◆ Исходный отрывок:
|---|

Может возникнуть вопрос – а коллективизация-раскулачивание, шпиономания 1930-х гг.? Какую они оставили память в самосознании? При анализе этих феноменов следует учесть, что, во-первых, коллективизация обернулась трагедией для всего российского крестьянства и в сознании не выделялась ее немецкая составляющая. Антинемецкие кампании середины и второй половины 1930-х гг. оставили уже заметный след в менталитете российских немцев, т.к. был нанесен удар по немецкой национальной культуре (закрытие школ, сокращение территориальной автономии и т.п.). Однако жертвами шпиономании стали не только немцы. Большой террор коснулся всех социальных слоев и национальных групп населения СССР. А для большинства сельских жителей слово «политика» было вообще малопонятным. Поэтому этот этап репрессий также слабо отразился в генетической памяти новых поколений.

Г.Вольтер, рассуждая о причинах непротивления немцев, пишет: «Но было и ещё одно обстоятельство, позволяющее ответить на поставленный вопрос. Это - страх 1937 года, неусыпная деятельность оперчекистских цепных псов, которые не шли по следам происходящих событий, а опережали их даже там, где таковые вообще не могли иметь места…

Для немцев, вчерашних сельских жителей, воспитанных в строгих правилах христианской морали, не знавших блатного жаргона и не изведавших тюремных застенков (те, кто в 1937 г. попал в лапы НКВД, домой не вернулись, а единицам, которым всё же удалось вырваться, заткнули рот до конца жизни), всё это было непривычно, дико и чудовищно. Они никак не могли понять, что хотят найти эти люди в их пустых чемоданах и тощих узлах. Может, «политику» какую ищут, так откуда ей здесь взяться, когда кругом заборы, а «вольные» шарахаются от тебя, как от прокажённого?[63].

Он же рассуждает:: «Мы осознали, что террор против немцев начался в начале 1930-х годов, террор по национальному признаку по имя советского «морально-политического единства…Всё это мы осознали многие годы спустя. А в 41-м и позднее происходящие большие и малые события были для нас всего лишь зловещим фоном, в соответствии с которым менялась жизнь, а с ней и личная судьба миллионов людей[64].

Я. Левен, пишет о том, что с 1935 г. немцев стали обвинять в шпионаже и среди людей укоренилась подозрительность. «Вдвойне трудно было немцам, которым всегда приписывался шпионаж. Знакомые мне по службе немцы (преподаватели немецкого языка) все были арестованы». Шпиономания продолжалась до войны. «В то время, когда повседневно арестовывались граждане СССР, особенно немецкой национальности, я остался один, из знакомых мне немцев, на свободе. Несмотря на все трудности (высылка с начала войны из города в кишлак, мобилизация в трудармию, спецпереселение), мне все же опять повезло. Вся моя семья и я прошли через все это “целыми и невредимыми”. Немногие семьи в СССР могли то же сказать о своей судьбе»[65].

|---|

◆ Состав набора данных:
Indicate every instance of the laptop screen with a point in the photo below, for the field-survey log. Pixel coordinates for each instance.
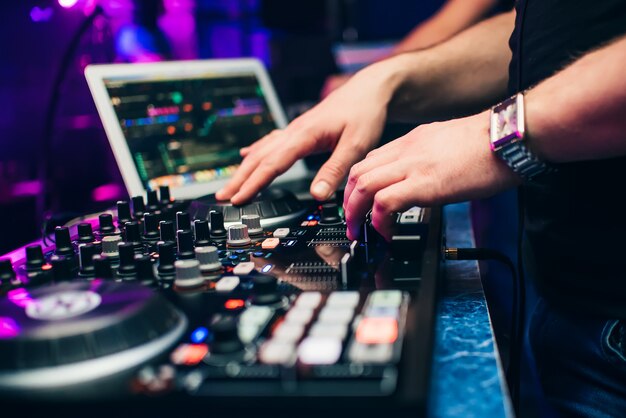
(189, 130)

|---|

◆ Что нужно сделать:
• A. Перечислите трудности военного времени, которые Я. Левен называет в скобках в отрывке о шпиономании.
• B. Объясните, почему, согласно отрывку о шпиономании, этап репрессий 1930-х гг. слабо отразился в памяти новых поколений.

◆ Ожидаемые ответы:
• A.
- высылка с начала войны из города в кишлак
- мобилизация в трудармию
- спецпереселение

• B. Жертвами шпиономании стали не только немцы: Большой террор коснулся всех социальных слоев и национальных групп населения СССР. Кроме того, для большинства сельских жителей слово «политика» было вообще малопонятным.